▸ **INSTRUCTIONS FOR THE TASK**
Please pull out the lines of the records below, starting at the very first line and ending at the line that contains "point(277, 98)", with both of those lines included, and reproduce them unchanged.

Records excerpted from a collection
◇ ◇ ◇ ◇ ◇ ◇ ◇
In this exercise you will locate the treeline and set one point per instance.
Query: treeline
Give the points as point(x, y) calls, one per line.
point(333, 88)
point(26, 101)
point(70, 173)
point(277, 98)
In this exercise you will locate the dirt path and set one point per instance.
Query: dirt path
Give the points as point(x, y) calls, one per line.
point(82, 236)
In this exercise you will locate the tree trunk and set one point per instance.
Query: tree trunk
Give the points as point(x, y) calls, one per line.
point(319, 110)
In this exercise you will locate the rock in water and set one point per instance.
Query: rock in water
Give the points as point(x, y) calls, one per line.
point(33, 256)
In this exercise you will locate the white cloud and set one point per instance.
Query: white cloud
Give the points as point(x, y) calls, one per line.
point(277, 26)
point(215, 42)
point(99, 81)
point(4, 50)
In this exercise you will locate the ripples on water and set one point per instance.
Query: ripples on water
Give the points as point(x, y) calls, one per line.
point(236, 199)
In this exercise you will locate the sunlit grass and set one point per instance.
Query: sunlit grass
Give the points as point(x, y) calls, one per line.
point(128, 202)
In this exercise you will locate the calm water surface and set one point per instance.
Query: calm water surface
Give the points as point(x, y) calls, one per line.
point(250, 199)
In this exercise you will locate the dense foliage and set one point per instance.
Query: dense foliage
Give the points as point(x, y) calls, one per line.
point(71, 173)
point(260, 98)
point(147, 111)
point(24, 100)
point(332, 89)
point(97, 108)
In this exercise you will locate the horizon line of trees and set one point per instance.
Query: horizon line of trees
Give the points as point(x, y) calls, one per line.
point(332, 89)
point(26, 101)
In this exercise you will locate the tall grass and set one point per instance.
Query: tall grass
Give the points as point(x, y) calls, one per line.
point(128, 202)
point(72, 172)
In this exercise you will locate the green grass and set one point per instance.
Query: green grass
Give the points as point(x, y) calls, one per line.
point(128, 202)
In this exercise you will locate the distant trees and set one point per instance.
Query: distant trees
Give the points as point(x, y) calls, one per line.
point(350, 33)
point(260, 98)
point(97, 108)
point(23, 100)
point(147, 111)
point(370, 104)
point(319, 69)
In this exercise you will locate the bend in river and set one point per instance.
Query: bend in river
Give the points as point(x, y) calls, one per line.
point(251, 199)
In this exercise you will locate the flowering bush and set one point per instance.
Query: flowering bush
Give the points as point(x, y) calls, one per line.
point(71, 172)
◇ ◇ ◇ ◇ ◇ ◇ ◇
▸ **RESULT FOR THIS TASK**
In this exercise you will locate the treeline and set one point per instance.
Query: treeline
Give the points as point(x, y) calls, one per line.
point(333, 88)
point(26, 101)
point(70, 173)
point(277, 98)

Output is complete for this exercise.